** Opening SOURCE DATA block **

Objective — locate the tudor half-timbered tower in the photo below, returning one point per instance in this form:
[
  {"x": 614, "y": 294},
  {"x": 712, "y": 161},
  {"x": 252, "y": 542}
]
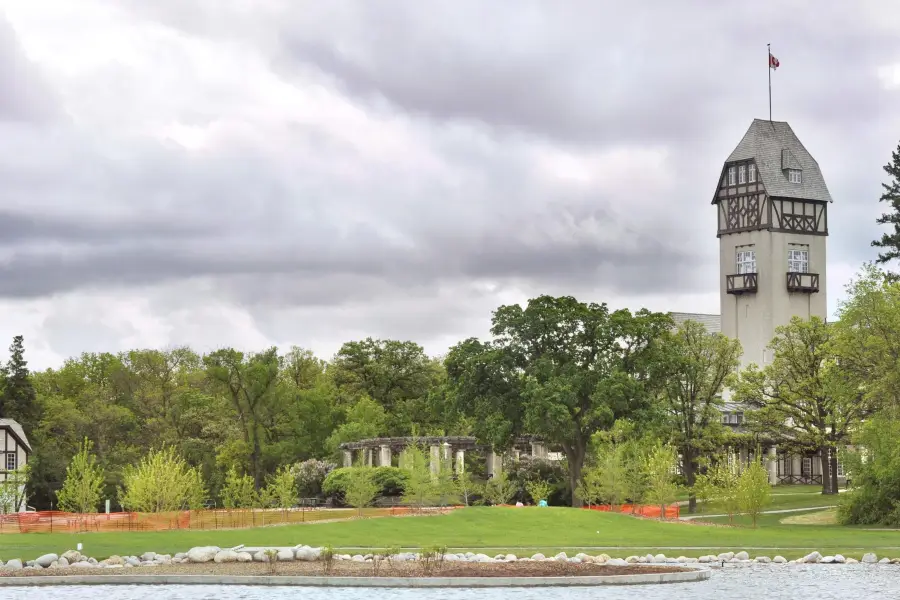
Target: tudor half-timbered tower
[{"x": 772, "y": 205}]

** Closing SOURCE DATA block **

TRY IT:
Output everything in the material exactly. Pictures stay out of it.

RESULT:
Objective — locate the tudor half-timbered tower in the photo below, returning one point per instance in this form:
[
  {"x": 614, "y": 294},
  {"x": 712, "y": 161},
  {"x": 252, "y": 542}
]
Target: tudor half-timbered tower
[{"x": 772, "y": 205}]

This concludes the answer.